## [Tekst]
============================================================

Onderhoud van uw zeemolen

Onderhoud van uw zeemolen  

Door Ron Smits   
 
Een goede zeemolen aanschaffen is niet zo moeilijk, maar uw zeemolen in topconditie houden is nog wat anders. Vaak zie ik aan het strand dat de zeemolen het op een bepaald moment laat afweten en net op een moment dat………… Zeker als u regelmatig op of aan zout water vist is goed onderhoud een absolute noodzaak.  
 
Op dit moment is de gul voor het nageslacht aan het zorgen en ze komen in maart, april nog even terug om aan te sterken. Het is dus bij uitstek een goede periode om de molens aan een goede onderhoudsbeurt te onderwerpen.

============================================================

## [Opdracht 1]
Schrijf de tekst over het onderhoud van de zeemolen volledig en woord voor woord over.
## [Opdracht 2]
Neem uit de rijen letterlijk de regels over vanaf de regel met "-- sample [8,87].", tot en met de laatste regel van de rijen.
De tekst hierboven en de rijen staan volledig los van elkaar.

## [Gegevensrijen]

============================================================

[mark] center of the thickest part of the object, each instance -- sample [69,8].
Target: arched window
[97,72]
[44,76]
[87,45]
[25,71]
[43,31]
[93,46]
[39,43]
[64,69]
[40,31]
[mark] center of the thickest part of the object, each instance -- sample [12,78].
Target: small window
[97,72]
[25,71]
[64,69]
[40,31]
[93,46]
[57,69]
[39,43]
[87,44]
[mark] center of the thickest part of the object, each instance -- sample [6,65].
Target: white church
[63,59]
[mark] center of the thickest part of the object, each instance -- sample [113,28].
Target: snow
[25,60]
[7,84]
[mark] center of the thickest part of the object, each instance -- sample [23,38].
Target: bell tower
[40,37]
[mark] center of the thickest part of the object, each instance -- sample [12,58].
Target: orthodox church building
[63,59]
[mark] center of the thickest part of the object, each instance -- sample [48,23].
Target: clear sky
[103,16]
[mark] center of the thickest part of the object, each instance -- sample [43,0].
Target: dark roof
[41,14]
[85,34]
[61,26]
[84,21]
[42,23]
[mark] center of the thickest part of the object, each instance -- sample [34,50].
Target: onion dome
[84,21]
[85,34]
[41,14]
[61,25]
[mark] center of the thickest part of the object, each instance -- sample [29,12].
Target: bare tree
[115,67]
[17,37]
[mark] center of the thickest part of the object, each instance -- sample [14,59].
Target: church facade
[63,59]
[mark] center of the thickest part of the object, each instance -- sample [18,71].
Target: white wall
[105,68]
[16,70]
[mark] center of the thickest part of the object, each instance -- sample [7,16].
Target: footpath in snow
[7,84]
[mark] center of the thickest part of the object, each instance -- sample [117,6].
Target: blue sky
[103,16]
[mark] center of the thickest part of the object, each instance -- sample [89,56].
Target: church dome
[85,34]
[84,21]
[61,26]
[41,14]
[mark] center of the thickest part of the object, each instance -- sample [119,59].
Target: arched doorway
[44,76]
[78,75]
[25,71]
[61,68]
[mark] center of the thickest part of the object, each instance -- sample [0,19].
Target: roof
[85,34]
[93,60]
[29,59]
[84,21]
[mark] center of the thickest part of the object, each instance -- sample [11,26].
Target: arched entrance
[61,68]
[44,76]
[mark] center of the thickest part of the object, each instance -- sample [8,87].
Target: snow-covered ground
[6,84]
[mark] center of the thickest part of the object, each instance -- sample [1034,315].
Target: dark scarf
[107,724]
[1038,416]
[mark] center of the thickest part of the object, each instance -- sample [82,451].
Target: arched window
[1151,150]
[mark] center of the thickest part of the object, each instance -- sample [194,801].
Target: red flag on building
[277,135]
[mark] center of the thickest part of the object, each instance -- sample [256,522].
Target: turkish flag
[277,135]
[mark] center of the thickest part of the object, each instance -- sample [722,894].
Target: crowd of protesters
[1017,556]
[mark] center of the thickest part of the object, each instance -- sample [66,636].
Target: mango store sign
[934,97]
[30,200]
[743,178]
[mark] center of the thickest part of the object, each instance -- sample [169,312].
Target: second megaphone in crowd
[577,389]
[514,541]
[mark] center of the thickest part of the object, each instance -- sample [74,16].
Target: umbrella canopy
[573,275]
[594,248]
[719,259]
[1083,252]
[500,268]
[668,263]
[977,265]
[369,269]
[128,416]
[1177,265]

============================================================

## [Uitgewerkte oplossing 1]
Onderhoud van uw zeemolen

Onderhoud van uw zeemolen  

Door Ron Smits   
 
Een goede zeemolen aanschaffen is niet zo moeilijk, maar uw zeemolen in topconditie houden is nog wat anders. Vaak zie ik aan het strand dat de zeemolen het op een bepaald moment laat afweten en net op een moment dat………… Zeker als u regelmatig op of aan zout water vist is goed onderhoud een absolute noodzaak.  
 
Op dit moment is de gul voor het nageslacht aan het zorgen en ze komen in maart, april nog even terug om aan te sterken. Het is dus bij uitstek een goede periode om de molens aan een goede onderhoudsbeurt te onderwerpen.

## [Uitgewerkte oplossing 2]
[mark] center of the thickest part of the object, each instance -- sample [8,87].
Target: snow-covered ground
[6,84]
[mark] center of the thickest part of the object, each instance -- sample [1034,315].
Target: dark scarf
[107,724]
[1038,416]
[mark] center of the thickest part of the object, each instance -- sample [82,451].
Target: arched window
[1151,150]
[mark] center of the thickest part of the object, each instance -- sample [194,801].
Target: red flag on building
[277,135]
[mark] center of the thickest part of the object, each instance -- sample [256,522].
Target: turkish flag
[277,135]
[mark] center of the thickest part of the object, each instance -- sample [722,894].
Target: crowd of protesters
[1017,556]
[mark] center of the thickest part of the object, each instance -- sample [66,636].
Target: mango store sign
[934,97]
[30,200]
[743,178]
[mark] center of the thickest part of the object, each instance -- sample [169,312].
Target: second megaphone in crowd
[577,389]
[514,541]
[mark] center of the thickest part of the object, each instance -- sample [74,16].
Target: umbrella canopy
[573,275]
[594,248]
[719,259]
[1083,252]
[500,268]
[668,263]
[977,265]
[369,269]
[128,416]
[1177,265]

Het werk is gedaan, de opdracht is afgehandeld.